Senate Bill 4 bundles a series of appropriations addressing education, legal representation, social services and state administration.
The bill requests $25,000 per year for travel and meeting expenses for the Commission on Innovation and Excellence in Education and $1.95 million over the biennium for professional development and implementation support to advance competency-based learning and career pathways, presenters said.
Peter Handy, executive director of Indigent Defense Services, asked for $3,000,000 for stipends and technical assistance to the Nevada State Public Defender's Office and to implement requirements from the Davis consent judgment.
Kelly Cantrell of the Division of Social Services described a $19,000,000 request to cover the state's increased share of SNAP administrative costs beginning Oct. 1, 2026, when the federal match drops from 50% to 25%; an additional ~$1.2 million was requested for technology to monitor caseloads and reduce payment error rates. Cantrell said the division tracks agency error rates and that new technology would help continuous monitoring of income and identify anomalies by zip code.

:: Directions ::
Carry on the passage about the Senate Bill 4 appropriations, picking up after its final sentence. The lines that come next have no connection to the Senate Bill 4 passage.

:: Entries provided ::
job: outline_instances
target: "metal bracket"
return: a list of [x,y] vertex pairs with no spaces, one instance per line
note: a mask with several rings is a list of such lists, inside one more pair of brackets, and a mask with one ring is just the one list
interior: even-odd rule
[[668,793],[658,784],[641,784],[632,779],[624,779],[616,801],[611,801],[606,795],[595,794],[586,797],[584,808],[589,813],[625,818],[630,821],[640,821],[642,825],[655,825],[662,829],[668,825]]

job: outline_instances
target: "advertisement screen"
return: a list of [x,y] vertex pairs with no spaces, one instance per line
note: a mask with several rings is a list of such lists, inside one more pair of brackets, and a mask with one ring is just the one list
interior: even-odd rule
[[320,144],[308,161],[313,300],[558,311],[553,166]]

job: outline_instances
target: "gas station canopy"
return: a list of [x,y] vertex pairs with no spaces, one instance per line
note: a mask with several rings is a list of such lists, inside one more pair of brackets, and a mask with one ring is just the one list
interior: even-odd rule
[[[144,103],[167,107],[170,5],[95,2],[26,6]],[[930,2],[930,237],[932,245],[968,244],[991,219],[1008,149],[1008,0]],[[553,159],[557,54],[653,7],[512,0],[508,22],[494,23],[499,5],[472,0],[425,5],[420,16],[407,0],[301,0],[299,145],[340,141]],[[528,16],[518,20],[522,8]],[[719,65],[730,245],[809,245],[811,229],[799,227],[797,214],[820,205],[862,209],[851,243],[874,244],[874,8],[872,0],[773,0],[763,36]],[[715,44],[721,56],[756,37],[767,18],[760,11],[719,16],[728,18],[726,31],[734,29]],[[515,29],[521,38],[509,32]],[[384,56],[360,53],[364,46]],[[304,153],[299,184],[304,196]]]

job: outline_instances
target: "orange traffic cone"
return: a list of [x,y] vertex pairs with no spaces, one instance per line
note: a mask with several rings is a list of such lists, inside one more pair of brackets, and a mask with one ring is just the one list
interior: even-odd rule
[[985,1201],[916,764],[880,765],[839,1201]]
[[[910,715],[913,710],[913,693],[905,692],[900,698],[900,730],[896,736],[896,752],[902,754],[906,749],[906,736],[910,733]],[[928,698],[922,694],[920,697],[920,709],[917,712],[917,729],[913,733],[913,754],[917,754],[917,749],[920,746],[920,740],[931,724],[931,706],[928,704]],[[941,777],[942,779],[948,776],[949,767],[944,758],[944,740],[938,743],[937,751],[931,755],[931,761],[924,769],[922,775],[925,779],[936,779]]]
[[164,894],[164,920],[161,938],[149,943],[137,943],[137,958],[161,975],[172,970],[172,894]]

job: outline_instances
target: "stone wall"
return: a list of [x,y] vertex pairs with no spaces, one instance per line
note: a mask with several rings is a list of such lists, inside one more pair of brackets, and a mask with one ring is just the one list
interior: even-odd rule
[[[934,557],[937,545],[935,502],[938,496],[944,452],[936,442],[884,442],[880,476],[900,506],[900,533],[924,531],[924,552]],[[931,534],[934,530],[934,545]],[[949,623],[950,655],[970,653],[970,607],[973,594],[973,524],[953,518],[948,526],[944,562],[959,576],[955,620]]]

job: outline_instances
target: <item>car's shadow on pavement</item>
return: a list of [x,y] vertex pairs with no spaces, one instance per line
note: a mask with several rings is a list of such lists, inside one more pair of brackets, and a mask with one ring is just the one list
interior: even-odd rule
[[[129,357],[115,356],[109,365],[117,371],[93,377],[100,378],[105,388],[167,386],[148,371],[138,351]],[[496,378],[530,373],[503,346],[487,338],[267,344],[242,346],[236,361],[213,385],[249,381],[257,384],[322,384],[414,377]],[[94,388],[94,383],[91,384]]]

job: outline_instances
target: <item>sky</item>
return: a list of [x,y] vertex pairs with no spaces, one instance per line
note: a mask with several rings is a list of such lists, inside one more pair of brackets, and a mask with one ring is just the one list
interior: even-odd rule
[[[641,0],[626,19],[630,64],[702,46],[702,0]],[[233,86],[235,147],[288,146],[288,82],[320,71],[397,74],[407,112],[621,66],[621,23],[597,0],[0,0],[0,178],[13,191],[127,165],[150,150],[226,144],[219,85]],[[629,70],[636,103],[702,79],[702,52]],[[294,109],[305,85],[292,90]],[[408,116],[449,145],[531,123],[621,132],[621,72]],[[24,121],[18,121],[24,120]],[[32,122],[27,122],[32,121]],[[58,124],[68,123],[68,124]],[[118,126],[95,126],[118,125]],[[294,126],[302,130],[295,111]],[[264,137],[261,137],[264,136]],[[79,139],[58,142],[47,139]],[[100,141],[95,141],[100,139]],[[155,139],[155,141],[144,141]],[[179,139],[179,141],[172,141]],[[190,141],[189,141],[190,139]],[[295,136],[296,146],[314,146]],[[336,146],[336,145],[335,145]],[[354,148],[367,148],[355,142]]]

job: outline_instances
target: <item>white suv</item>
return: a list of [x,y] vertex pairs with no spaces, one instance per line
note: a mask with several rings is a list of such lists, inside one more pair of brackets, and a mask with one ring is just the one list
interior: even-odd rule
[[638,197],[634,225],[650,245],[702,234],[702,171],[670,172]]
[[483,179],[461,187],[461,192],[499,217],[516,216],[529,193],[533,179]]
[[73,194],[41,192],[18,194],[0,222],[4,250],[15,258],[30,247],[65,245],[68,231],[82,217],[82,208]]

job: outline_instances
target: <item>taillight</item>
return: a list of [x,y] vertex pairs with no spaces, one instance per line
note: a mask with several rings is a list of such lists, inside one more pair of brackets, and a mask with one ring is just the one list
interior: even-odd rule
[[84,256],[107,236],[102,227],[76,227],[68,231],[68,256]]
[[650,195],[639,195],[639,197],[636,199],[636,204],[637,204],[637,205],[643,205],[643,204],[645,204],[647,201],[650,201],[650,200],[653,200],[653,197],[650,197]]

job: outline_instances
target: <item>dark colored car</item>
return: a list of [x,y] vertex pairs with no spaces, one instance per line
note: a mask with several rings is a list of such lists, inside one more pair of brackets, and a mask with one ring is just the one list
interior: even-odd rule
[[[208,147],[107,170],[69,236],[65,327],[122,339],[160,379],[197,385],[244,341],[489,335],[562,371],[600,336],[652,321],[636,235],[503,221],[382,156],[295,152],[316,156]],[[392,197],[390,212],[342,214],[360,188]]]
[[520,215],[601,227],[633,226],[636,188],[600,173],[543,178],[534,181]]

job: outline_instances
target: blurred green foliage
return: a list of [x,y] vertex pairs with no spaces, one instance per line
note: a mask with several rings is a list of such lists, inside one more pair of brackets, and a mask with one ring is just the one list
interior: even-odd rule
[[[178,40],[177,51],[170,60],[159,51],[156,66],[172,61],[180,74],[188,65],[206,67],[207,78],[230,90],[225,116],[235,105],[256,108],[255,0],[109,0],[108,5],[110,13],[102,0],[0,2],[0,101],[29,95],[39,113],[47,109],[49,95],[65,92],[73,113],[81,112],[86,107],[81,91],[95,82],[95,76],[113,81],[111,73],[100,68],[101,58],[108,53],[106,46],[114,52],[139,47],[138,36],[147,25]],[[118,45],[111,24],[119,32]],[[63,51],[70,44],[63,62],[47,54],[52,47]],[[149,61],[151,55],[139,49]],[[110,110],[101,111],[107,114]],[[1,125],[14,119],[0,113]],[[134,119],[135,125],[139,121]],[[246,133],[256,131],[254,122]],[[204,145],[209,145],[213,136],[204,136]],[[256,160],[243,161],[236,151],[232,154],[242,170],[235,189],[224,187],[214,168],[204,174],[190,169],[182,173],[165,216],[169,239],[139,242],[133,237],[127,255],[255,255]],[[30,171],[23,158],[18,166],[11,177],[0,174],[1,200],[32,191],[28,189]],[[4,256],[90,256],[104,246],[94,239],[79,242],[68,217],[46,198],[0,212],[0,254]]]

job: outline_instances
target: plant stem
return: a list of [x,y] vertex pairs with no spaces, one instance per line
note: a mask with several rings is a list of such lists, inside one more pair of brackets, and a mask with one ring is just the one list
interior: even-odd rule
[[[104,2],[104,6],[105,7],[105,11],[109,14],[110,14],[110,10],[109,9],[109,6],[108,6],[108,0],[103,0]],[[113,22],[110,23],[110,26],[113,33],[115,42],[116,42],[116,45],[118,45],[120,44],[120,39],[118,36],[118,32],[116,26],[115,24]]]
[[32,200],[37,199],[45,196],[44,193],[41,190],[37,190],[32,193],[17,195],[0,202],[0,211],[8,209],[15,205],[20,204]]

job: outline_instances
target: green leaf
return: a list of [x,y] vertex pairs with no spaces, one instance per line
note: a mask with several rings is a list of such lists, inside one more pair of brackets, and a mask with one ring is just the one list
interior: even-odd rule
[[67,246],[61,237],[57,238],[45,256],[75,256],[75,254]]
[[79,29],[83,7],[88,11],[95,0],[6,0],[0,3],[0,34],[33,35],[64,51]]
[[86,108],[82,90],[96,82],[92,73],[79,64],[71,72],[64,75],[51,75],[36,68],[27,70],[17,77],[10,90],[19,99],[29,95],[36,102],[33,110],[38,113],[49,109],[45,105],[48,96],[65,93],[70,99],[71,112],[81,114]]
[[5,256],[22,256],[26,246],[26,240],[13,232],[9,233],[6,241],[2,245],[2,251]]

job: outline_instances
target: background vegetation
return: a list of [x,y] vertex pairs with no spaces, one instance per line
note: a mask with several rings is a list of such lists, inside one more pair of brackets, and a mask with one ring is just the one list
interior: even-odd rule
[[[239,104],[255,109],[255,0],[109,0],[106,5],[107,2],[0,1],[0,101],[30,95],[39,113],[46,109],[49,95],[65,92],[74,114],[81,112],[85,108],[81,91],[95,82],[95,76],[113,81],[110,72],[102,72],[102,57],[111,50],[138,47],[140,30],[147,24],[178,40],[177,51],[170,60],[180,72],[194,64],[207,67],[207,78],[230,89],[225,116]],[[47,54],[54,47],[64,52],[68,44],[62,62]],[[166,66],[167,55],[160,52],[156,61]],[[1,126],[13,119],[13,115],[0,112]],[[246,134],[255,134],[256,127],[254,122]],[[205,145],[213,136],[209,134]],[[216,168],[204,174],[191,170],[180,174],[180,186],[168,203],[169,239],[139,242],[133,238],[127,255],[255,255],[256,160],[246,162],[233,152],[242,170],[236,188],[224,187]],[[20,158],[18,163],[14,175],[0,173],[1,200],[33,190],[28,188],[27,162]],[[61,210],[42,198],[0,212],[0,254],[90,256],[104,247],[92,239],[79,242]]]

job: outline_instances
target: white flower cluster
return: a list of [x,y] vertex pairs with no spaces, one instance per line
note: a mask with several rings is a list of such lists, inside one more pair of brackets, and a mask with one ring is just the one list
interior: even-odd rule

:: Exercise result ::
Section 11 includes $2,000,000 for the Nevada Health Authority to run grants and RFPs for community-based organizations providing Medicaid and public-option enrollment assistance; the Silver State Health Insurance Exchange said it would work closely with the Authority on oversight.
The Department of Business and Industry requested funding to support two positions through the full biennium that were approved only for FY26, and Deputy Director Nikki Hake said the second-year funding is needed. David Axtel of the Governor's Technology Office requested an adjustment to the state CIO salary to align compensation with cabinet-level responsibilities, noting a prior classification study was not implemented because of budget constraints.
The committee thanked presenters and requested follow-up reports and details where county- or program-level numbers appeared incomplete.